-- What you have to do --
Write out every record below exactly as it stands, leaving the pictures out.

[Collected data]
*** Begin section ***
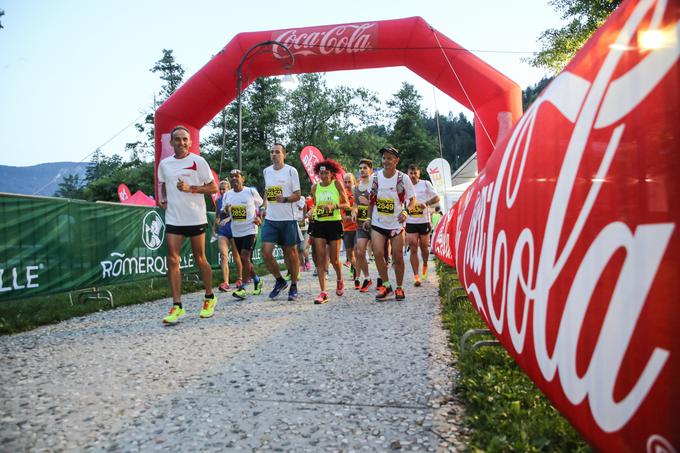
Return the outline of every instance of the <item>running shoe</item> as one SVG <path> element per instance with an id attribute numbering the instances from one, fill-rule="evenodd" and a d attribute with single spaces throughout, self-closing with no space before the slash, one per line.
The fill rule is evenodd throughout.
<path id="1" fill-rule="evenodd" d="M 351 265 L 352 265 L 352 263 L 350 263 L 349 261 L 345 261 L 345 264 L 344 264 L 345 267 L 350 267 Z"/>
<path id="2" fill-rule="evenodd" d="M 226 293 L 227 291 L 229 291 L 229 283 L 227 283 L 227 282 L 220 283 L 220 286 L 218 286 L 217 289 L 219 289 L 223 293 Z"/>
<path id="3" fill-rule="evenodd" d="M 298 296 L 297 285 L 290 285 L 290 289 L 288 290 L 288 300 L 296 301 L 297 296 Z"/>
<path id="4" fill-rule="evenodd" d="M 345 294 L 345 284 L 343 283 L 343 281 L 338 280 L 336 284 L 337 287 L 335 288 L 335 294 L 337 294 L 338 296 L 342 296 L 343 294 Z"/>
<path id="5" fill-rule="evenodd" d="M 253 296 L 259 296 L 262 294 L 262 286 L 264 283 L 262 282 L 262 279 L 258 280 L 257 285 L 255 285 L 255 289 L 253 290 Z"/>
<path id="6" fill-rule="evenodd" d="M 314 269 L 314 272 L 312 273 L 312 277 L 317 277 L 319 275 L 319 270 Z"/>
<path id="7" fill-rule="evenodd" d="M 413 279 L 413 286 L 420 286 L 420 278 L 417 275 L 414 275 Z"/>
<path id="8" fill-rule="evenodd" d="M 394 290 L 394 298 L 397 300 L 406 299 L 406 294 L 404 294 L 404 289 L 401 286 L 397 286 L 397 289 Z"/>
<path id="9" fill-rule="evenodd" d="M 370 288 L 372 284 L 373 284 L 373 282 L 370 279 L 365 278 L 364 283 L 362 283 L 361 289 L 359 290 L 359 292 L 360 293 L 367 293 L 368 288 Z"/>
<path id="10" fill-rule="evenodd" d="M 245 288 L 240 287 L 239 289 L 237 289 L 236 291 L 234 291 L 233 293 L 231 293 L 231 295 L 234 296 L 234 297 L 236 297 L 237 299 L 243 300 L 243 299 L 246 298 L 246 296 L 248 295 L 248 293 L 246 292 L 246 289 L 245 289 Z"/>
<path id="11" fill-rule="evenodd" d="M 186 310 L 184 310 L 179 305 L 173 305 L 172 308 L 170 309 L 170 313 L 168 313 L 168 316 L 163 318 L 163 324 L 177 324 L 179 318 L 181 318 L 185 314 Z"/>
<path id="12" fill-rule="evenodd" d="M 212 297 L 203 299 L 203 309 L 198 316 L 201 318 L 211 318 L 215 314 L 215 304 L 217 304 L 217 296 L 214 294 Z"/>
<path id="13" fill-rule="evenodd" d="M 274 284 L 274 289 L 272 289 L 272 292 L 269 293 L 269 298 L 275 299 L 276 296 L 278 296 L 279 293 L 286 288 L 288 288 L 288 282 L 286 280 L 284 279 L 276 280 L 276 283 Z"/>
<path id="14" fill-rule="evenodd" d="M 357 271 L 356 271 L 356 269 L 354 269 L 354 266 L 350 266 L 350 268 L 349 268 L 349 279 L 350 280 L 356 280 L 356 274 L 357 274 Z"/>
<path id="15" fill-rule="evenodd" d="M 380 288 L 383 285 L 382 278 L 378 277 L 378 279 L 376 281 L 376 285 L 377 285 L 376 289 Z"/>
<path id="16" fill-rule="evenodd" d="M 305 270 L 306 270 L 307 272 L 311 271 L 311 270 L 312 270 L 312 263 L 310 263 L 309 261 L 307 261 L 307 262 L 305 263 Z"/>
<path id="17" fill-rule="evenodd" d="M 361 289 L 361 282 L 358 278 L 354 279 L 354 289 Z"/>
<path id="18" fill-rule="evenodd" d="M 375 300 L 377 301 L 387 300 L 393 294 L 394 291 L 392 291 L 391 286 L 381 286 L 380 288 L 378 288 L 378 294 L 375 296 Z"/>
<path id="19" fill-rule="evenodd" d="M 285 281 L 289 282 L 290 279 L 291 279 L 290 272 L 287 273 L 286 275 L 284 275 L 284 276 L 283 276 L 283 279 L 284 279 Z"/>
<path id="20" fill-rule="evenodd" d="M 427 265 L 423 264 L 423 281 L 427 280 Z"/>
<path id="21" fill-rule="evenodd" d="M 321 291 L 321 294 L 314 299 L 315 305 L 325 304 L 326 302 L 328 302 L 328 293 L 326 291 Z"/>

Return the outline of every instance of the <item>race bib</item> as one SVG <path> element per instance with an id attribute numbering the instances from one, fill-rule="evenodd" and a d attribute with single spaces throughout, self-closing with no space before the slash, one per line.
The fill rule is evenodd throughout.
<path id="1" fill-rule="evenodd" d="M 236 222 L 246 221 L 246 206 L 243 204 L 235 204 L 231 207 L 231 218 Z"/>
<path id="2" fill-rule="evenodd" d="M 394 214 L 394 198 L 378 198 L 375 206 L 378 208 L 378 214 L 380 215 Z"/>
<path id="3" fill-rule="evenodd" d="M 323 209 L 322 206 L 317 206 L 316 208 L 316 218 L 317 219 L 323 219 L 326 217 L 333 217 L 333 211 L 327 211 Z"/>
<path id="4" fill-rule="evenodd" d="M 411 217 L 422 217 L 424 214 L 424 210 L 420 205 L 416 205 L 408 213 Z"/>
<path id="5" fill-rule="evenodd" d="M 276 203 L 276 197 L 279 195 L 283 195 L 283 187 L 281 186 L 267 187 L 267 201 L 271 203 Z"/>
<path id="6" fill-rule="evenodd" d="M 357 220 L 365 221 L 368 220 L 368 206 L 357 206 Z"/>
*** End section ***
-- Exercise answer --
Return the outline of every instance of the <item>running shoe</item> as one SVG <path> element per instance with an id attribute numbering the instances from one, fill-rule="evenodd" and a d attribute with single spaces throughout, self-closing with no space before the slash, one per line.
The fill rule is evenodd throughout.
<path id="1" fill-rule="evenodd" d="M 351 265 L 352 265 L 352 263 L 350 263 L 349 261 L 345 261 L 345 264 L 344 264 L 345 267 L 350 267 Z"/>
<path id="2" fill-rule="evenodd" d="M 226 293 L 227 291 L 229 291 L 229 283 L 227 283 L 227 282 L 220 283 L 220 286 L 218 286 L 217 289 L 219 289 L 223 293 Z"/>
<path id="3" fill-rule="evenodd" d="M 298 296 L 297 285 L 290 285 L 290 289 L 288 290 L 288 300 L 296 301 L 297 296 Z"/>
<path id="4" fill-rule="evenodd" d="M 345 294 L 345 284 L 343 283 L 343 281 L 338 280 L 336 284 L 337 287 L 335 288 L 335 294 L 337 294 L 338 296 L 342 296 L 343 294 Z"/>
<path id="5" fill-rule="evenodd" d="M 253 296 L 259 296 L 262 294 L 262 286 L 264 283 L 262 282 L 262 279 L 258 280 L 257 285 L 255 285 L 255 289 L 253 290 Z"/>
<path id="6" fill-rule="evenodd" d="M 314 269 L 314 272 L 312 273 L 312 277 L 317 277 L 319 275 L 319 270 Z"/>
<path id="7" fill-rule="evenodd" d="M 413 279 L 413 286 L 420 286 L 420 278 L 417 275 L 414 275 Z"/>
<path id="8" fill-rule="evenodd" d="M 394 290 L 394 298 L 397 300 L 406 299 L 406 294 L 404 294 L 404 289 L 401 286 L 397 286 L 397 289 Z"/>
<path id="9" fill-rule="evenodd" d="M 370 288 L 372 284 L 373 284 L 373 282 L 370 279 L 365 278 L 364 283 L 362 283 L 361 289 L 359 290 L 359 292 L 360 293 L 367 293 L 368 288 Z"/>
<path id="10" fill-rule="evenodd" d="M 245 288 L 240 287 L 239 289 L 237 289 L 236 291 L 234 291 L 233 293 L 231 293 L 231 295 L 234 296 L 234 297 L 236 297 L 237 299 L 243 300 L 243 299 L 246 298 L 246 296 L 248 295 L 248 293 L 246 292 L 246 289 L 245 289 Z"/>
<path id="11" fill-rule="evenodd" d="M 186 310 L 184 310 L 179 305 L 173 305 L 172 308 L 170 309 L 170 313 L 168 313 L 168 316 L 163 318 L 163 324 L 177 324 L 179 318 L 181 318 L 185 314 Z"/>
<path id="12" fill-rule="evenodd" d="M 212 297 L 203 299 L 203 309 L 198 316 L 201 318 L 211 318 L 215 314 L 215 304 L 217 304 L 217 296 L 214 294 Z"/>
<path id="13" fill-rule="evenodd" d="M 274 284 L 274 289 L 272 289 L 272 292 L 269 293 L 269 298 L 275 299 L 276 296 L 278 296 L 279 293 L 286 288 L 288 288 L 288 282 L 286 280 L 284 279 L 276 280 L 276 283 Z"/>
<path id="14" fill-rule="evenodd" d="M 357 271 L 356 271 L 356 269 L 354 269 L 354 266 L 350 266 L 350 268 L 349 268 L 349 279 L 350 280 L 356 280 L 356 274 L 357 274 Z"/>
<path id="15" fill-rule="evenodd" d="M 380 288 L 383 285 L 382 278 L 378 277 L 378 279 L 376 281 L 376 285 L 377 285 L 376 289 Z"/>
<path id="16" fill-rule="evenodd" d="M 305 270 L 306 270 L 307 272 L 311 271 L 311 270 L 312 270 L 312 263 L 310 263 L 309 261 L 307 261 L 307 262 L 305 263 Z"/>
<path id="17" fill-rule="evenodd" d="M 361 289 L 361 282 L 358 278 L 354 279 L 354 289 Z"/>
<path id="18" fill-rule="evenodd" d="M 375 300 L 377 301 L 387 300 L 393 294 L 394 291 L 392 291 L 391 286 L 381 286 L 380 288 L 378 288 L 378 294 L 375 296 Z"/>
<path id="19" fill-rule="evenodd" d="M 285 281 L 289 282 L 290 279 L 291 279 L 290 272 L 287 273 L 286 275 L 284 275 L 284 276 L 283 276 L 283 279 L 284 279 Z"/>
<path id="20" fill-rule="evenodd" d="M 427 265 L 423 264 L 423 281 L 427 280 Z"/>
<path id="21" fill-rule="evenodd" d="M 321 291 L 321 294 L 314 299 L 315 305 L 325 304 L 326 302 L 328 302 L 328 293 L 326 291 Z"/>

Return the outline of every instance of the <item>race bib</item> as one SVG <path> element per instance with an id attribute numbering the instances from one, fill-rule="evenodd" and a d attribute with single spaces throughout, self-closing with no space before the slash, one per line.
The fill rule is evenodd throughout.
<path id="1" fill-rule="evenodd" d="M 236 222 L 246 221 L 246 206 L 243 204 L 235 204 L 231 207 L 231 218 Z"/>
<path id="2" fill-rule="evenodd" d="M 394 214 L 394 198 L 378 198 L 375 206 L 378 208 L 378 214 L 380 215 Z"/>
<path id="3" fill-rule="evenodd" d="M 323 209 L 322 206 L 317 206 L 316 208 L 316 218 L 317 219 L 323 219 L 326 217 L 333 217 L 333 211 L 327 211 Z"/>
<path id="4" fill-rule="evenodd" d="M 411 217 L 422 217 L 424 214 L 424 210 L 420 205 L 416 205 L 408 213 Z"/>
<path id="5" fill-rule="evenodd" d="M 276 203 L 276 197 L 279 195 L 283 195 L 283 187 L 281 186 L 267 187 L 267 201 L 271 203 Z"/>
<path id="6" fill-rule="evenodd" d="M 357 220 L 365 221 L 368 220 L 368 206 L 357 206 Z"/>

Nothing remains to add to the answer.